THE TASKS
1. List the neighborhoods that the article on the D.I.D. endorsement says Connor lost or gained when district lines were redrawn after the 2000 census, and note for each whether it was lost or gained.
2. Continue the article on the D.I.D. endorsement from the point where it stops.

SUPPLIED TEXT
## Start

Martin Connor and Daniel Squadron
In a shocker, D.I.D. backs Squadron over Connor
By Julie Shapiro
In an upset vote that members described as “stunning” and “shocking,” the Downtown Independent Democrats endorsed Daniel Squadron over incumbent State Senator Martin Connor.
The vote was a boost for Squadron, who is challenging Connor over the Downtown Manhattan-and-Brooklyn seat Connor has held for 30 years.
“This was a big day for my campaign because of D.I.D.’s track record of winning,” Squadron told The Villager. “These are true community leaders who are engaged in civic life and the political process.”
Squadron received 23 votes to Connor’s 18, and one member voted for no endorsement.
Sean Sweeney, president of D.I.D., kept quiet about his choice but said D.I.D.’s endorsement is significant: It could supply Squadron with 500 votes in the primary. While Connor has an advantage as an incumbent, Squadron won the D.I.D. endorsement partly because he spent more time courting club members in the months leading up to the vote, Sweeney said.
Also, some D.I.D. members are still getting to know Connor. When the district lines were redrawn after the 2000 census, Connor lost Greenpoint and Williamsburg and gained Soho, Tribeca and Battery Park City. That gave Connor a large chunk of D.I.D. territory, Sweeney said.
“Although [Connor] has been an incumbent for 30 years, he is relatively new to many voters in Lower Manhattan,” Sweeney said. “A lot of people have not had time to work with him, to build longtime personal bonds.”
Squadron partly credited his D.I.D. win to his door-knocking campaign at Independence Plaza North and Southbridge Towers, among other large complexes.
“A huge part of the job is getting out there, being personally accountable to folks,” Squadron said. “I’m running my campaign the way I’m going to serve: aggressively focusing on our goals and spending time in the community.”
Connor, though, said the only reason Squadron has time to knock on doors is because he has no other job. Squadron stopped working as a political consultant to devote himself full-time to his campaign.

## End

INFORMATION GIVEN
## Start

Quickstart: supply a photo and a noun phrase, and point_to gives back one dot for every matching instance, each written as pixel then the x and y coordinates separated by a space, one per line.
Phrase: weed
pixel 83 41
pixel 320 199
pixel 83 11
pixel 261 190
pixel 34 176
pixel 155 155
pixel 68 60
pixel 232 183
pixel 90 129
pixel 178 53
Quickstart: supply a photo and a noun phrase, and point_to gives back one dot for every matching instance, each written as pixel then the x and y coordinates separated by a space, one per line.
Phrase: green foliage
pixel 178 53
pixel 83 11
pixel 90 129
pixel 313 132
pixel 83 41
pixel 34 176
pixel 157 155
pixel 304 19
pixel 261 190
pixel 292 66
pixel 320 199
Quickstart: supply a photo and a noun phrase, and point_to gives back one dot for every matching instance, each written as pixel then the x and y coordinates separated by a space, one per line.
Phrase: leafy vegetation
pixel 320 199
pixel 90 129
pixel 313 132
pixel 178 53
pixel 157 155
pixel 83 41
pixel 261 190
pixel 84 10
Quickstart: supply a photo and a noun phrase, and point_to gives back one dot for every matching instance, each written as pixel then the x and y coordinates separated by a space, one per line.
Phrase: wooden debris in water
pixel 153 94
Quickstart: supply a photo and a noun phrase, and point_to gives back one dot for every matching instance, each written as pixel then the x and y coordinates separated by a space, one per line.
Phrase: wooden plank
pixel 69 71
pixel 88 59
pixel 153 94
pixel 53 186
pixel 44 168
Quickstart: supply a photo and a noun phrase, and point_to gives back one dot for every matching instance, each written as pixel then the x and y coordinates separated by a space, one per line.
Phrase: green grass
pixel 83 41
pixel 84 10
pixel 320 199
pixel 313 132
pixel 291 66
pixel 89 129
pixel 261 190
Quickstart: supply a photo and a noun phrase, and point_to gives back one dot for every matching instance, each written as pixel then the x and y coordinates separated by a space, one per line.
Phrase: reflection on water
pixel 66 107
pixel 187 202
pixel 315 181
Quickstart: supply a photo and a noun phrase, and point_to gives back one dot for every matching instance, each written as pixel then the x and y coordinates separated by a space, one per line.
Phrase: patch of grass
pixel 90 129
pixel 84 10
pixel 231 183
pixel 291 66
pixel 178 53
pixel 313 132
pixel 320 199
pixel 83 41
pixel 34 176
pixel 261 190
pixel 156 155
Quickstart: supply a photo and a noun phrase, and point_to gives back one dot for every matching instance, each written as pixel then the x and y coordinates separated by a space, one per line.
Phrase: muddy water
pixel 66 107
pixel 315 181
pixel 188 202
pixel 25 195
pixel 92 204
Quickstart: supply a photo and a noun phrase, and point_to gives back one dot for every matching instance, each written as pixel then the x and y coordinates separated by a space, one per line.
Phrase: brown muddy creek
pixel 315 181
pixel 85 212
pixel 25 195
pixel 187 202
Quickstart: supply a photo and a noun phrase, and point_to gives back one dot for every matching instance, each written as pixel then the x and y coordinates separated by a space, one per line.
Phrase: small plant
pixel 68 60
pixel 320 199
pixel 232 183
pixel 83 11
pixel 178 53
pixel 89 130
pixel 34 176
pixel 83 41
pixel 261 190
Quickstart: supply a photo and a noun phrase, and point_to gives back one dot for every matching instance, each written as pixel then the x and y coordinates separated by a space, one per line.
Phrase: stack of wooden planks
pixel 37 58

## End

OUTPUTS
1.
Lost: Greenpoint and Williamsburg.
Gained: Soho, Tribeca and Battery Park City.

2.
Meanwhile, Connor said his own work in the State Senate keeps him away from his district.
“The public didn’t elect me to State Senate to skip Albany and the legislative session to knock on doors,” Connor said. Once the session ends in three weeks, “I’ll knock on plenty of doors, believe me,” he said.
John Scott, a D.I.D. member and tenant leader at Independence Plaza, voted for Squadron because he likes Squadron’s energy and his focus on bringing home rule to the city.
“We need a progressive person in that seat to push for things that New York City needs,” Scott said. “[Squadron] is young and it’s time for a change.”
Squadron, 28, is marketing his youth as an advantage, not a liability.
“When it comes to the present culture of Albany, where with each year comes an erosion of idealism and independence, I’m happy to be inexperienced,” Squadron wrote in a letter to D.I.D. members. “I’m running with a belief that with real hope, with a willingness to take risks and stand up strongly on issues of importance, we can do more for our neighborhoods.”
But not everyone believes in Squadron’s message of change.
“I’ve known Marty Connor a long time, and I think he’s a terrific guy,” said David Reck, a D.I.D. member. “I see no reason to remove him.”
Reck, also a Community Board 2 member, credited Connor with getting a New York City commissioner appointed to the State Liquor Authority. It is important for the S.L.A. to understand the city’s densely packed housing and nightlife when they make liquor license decisions, Reck said. Connor added that the new commissioner, Noreen Healey, is behind the S.L.A.’s stricter enforcement of the 500-foot rule, which limits new liquor licenses.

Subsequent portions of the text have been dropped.